• EXERCISE GOAL:
How many lines of the material below contain the word "heart"? Give only the number.

-- start of DATA SUPPLIED --

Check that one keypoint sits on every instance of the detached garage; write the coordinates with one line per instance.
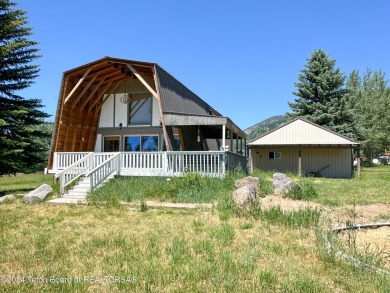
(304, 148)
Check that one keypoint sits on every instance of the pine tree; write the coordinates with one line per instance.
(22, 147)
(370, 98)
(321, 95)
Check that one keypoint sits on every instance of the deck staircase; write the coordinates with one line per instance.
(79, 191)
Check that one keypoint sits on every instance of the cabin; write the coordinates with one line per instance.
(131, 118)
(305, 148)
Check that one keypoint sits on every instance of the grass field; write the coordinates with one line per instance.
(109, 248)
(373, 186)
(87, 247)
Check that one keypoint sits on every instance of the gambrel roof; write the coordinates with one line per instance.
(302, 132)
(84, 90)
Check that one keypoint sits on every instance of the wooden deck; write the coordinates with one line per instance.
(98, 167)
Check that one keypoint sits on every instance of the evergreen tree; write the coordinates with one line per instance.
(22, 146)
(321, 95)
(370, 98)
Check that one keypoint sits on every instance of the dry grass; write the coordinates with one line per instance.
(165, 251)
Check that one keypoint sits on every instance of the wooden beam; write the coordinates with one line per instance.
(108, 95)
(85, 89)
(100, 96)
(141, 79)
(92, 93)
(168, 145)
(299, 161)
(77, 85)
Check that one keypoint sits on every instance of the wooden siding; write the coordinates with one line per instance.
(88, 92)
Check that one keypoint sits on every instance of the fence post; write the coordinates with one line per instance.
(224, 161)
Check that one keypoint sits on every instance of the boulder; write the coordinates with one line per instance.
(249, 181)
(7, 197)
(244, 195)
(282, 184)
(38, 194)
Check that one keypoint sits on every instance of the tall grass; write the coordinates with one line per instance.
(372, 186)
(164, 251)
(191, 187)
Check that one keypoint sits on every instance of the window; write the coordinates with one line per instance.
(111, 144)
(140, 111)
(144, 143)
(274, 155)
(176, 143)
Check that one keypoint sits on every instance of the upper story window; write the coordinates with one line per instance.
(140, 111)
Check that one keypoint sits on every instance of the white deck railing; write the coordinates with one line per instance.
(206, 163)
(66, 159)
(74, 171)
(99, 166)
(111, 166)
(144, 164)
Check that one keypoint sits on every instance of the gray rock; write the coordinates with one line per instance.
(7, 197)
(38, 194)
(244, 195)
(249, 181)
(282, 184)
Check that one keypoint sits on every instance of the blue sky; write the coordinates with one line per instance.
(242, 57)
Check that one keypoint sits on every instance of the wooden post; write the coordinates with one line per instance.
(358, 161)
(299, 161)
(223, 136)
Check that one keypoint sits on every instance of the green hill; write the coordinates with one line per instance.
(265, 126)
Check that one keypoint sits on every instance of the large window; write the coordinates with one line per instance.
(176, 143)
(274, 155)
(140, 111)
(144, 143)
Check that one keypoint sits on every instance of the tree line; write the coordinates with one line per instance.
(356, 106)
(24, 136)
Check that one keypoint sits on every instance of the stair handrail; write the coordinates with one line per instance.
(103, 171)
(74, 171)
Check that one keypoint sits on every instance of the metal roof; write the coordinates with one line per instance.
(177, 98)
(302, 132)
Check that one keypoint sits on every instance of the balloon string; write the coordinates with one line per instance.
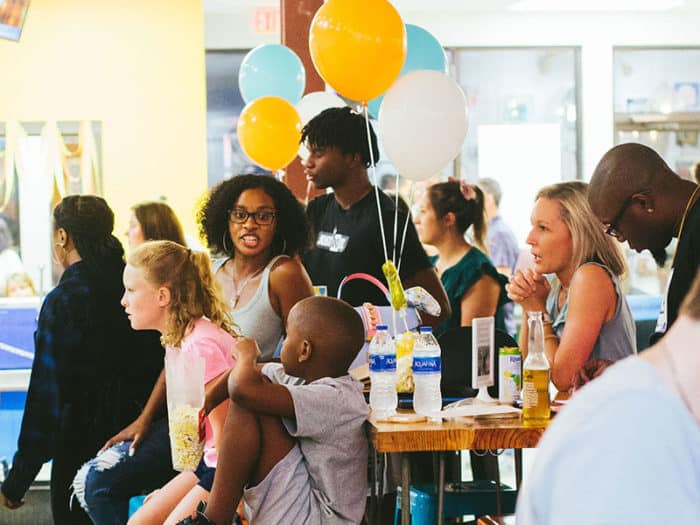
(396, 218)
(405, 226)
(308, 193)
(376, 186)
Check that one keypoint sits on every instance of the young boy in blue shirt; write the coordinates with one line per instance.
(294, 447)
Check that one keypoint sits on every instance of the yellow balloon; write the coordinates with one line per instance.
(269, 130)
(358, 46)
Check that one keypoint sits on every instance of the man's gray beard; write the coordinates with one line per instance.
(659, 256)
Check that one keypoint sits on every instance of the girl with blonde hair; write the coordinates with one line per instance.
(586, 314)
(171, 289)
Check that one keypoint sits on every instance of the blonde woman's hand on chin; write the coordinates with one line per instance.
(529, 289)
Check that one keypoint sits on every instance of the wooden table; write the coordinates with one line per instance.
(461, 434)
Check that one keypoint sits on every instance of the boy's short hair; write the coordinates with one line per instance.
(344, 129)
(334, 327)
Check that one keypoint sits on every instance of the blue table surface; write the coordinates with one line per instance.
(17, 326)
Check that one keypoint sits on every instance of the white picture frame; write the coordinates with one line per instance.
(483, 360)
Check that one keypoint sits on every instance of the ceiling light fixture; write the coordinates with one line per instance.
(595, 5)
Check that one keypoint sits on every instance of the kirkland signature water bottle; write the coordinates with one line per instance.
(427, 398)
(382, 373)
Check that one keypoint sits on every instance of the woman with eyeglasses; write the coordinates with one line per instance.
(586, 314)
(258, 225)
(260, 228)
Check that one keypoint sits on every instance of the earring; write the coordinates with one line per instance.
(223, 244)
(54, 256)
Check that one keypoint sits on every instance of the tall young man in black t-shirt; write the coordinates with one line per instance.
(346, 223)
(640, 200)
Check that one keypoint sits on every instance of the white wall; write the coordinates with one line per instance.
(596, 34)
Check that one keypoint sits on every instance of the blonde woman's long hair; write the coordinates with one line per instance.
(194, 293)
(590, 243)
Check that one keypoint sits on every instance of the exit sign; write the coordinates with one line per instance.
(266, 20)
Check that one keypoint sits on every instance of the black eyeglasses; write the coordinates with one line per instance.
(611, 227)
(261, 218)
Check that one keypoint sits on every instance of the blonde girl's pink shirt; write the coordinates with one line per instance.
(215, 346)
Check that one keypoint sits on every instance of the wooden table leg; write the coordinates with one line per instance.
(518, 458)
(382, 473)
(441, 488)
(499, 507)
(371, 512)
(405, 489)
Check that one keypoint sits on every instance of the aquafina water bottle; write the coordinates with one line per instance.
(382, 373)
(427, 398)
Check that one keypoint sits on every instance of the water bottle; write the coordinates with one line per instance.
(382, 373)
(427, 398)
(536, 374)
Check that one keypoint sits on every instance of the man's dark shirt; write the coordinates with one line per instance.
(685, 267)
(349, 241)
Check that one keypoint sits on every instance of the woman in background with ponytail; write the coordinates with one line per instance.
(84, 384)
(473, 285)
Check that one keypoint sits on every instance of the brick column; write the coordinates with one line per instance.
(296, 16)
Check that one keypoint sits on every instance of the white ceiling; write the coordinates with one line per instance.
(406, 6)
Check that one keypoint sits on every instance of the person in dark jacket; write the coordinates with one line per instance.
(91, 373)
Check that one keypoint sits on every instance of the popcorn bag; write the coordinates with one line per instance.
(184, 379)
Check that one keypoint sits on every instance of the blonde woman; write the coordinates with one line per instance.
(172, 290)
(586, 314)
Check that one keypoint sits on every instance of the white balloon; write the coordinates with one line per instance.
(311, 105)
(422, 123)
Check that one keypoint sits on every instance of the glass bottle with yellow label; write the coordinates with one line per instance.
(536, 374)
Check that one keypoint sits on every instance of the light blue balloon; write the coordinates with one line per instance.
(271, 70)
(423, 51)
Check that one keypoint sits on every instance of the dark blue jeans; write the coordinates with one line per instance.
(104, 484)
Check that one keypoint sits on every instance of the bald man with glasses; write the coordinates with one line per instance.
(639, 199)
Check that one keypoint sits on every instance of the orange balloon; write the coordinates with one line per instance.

-- end of DATA SUPPLIED --
-- start of DATA SUPPLIED --

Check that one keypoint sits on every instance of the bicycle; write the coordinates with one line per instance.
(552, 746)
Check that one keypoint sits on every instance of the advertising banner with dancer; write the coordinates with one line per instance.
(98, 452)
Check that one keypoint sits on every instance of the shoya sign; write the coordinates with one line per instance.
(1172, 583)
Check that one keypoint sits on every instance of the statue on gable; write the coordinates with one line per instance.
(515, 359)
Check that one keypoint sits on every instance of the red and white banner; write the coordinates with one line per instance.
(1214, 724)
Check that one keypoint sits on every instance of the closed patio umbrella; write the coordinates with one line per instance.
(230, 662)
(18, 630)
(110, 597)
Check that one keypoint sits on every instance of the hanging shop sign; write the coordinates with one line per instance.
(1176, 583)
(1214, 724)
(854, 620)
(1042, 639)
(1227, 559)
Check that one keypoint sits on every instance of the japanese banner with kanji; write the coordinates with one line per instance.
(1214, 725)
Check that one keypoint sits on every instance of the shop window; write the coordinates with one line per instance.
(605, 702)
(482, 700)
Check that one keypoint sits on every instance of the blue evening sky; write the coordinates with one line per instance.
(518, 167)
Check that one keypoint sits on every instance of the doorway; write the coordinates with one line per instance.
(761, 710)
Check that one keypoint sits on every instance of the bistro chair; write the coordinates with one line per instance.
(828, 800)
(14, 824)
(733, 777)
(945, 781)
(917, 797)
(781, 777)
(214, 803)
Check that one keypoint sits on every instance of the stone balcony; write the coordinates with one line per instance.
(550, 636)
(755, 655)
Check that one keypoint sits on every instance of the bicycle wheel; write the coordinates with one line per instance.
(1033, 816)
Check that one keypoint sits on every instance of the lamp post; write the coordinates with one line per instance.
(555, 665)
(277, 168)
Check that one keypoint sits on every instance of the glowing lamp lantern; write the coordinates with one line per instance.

-- end of DATA SUPPLIED --
-- start of DATA SUPPLIED --

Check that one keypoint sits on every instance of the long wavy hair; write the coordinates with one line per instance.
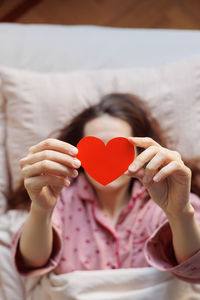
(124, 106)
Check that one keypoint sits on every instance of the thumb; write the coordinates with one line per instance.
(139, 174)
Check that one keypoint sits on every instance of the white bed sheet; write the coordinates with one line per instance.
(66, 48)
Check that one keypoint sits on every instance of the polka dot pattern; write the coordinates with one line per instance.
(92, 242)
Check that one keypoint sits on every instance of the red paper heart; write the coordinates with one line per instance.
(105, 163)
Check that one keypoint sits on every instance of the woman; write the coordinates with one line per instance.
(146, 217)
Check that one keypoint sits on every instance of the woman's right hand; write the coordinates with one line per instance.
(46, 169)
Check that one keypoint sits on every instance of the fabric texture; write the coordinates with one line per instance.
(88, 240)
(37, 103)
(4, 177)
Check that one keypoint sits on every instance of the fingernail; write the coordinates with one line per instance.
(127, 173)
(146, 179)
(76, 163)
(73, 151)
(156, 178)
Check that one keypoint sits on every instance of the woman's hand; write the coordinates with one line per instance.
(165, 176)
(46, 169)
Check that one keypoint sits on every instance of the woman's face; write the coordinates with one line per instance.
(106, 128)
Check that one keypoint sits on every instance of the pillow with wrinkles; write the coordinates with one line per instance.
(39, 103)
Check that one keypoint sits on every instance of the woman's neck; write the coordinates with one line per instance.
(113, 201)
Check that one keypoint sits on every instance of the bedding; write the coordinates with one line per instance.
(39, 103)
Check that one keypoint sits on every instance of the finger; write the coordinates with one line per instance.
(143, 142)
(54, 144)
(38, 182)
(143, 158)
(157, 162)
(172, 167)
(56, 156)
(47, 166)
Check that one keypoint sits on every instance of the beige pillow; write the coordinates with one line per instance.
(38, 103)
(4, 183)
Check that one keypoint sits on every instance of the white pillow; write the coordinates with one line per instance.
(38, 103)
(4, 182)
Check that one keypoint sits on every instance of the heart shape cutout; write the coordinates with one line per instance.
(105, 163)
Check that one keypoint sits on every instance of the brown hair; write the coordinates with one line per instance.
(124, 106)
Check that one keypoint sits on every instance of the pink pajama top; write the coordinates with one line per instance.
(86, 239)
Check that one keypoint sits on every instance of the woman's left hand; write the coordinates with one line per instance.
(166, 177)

-- end of DATA SUPPLIED --

• WRITTEN ANSWER:
2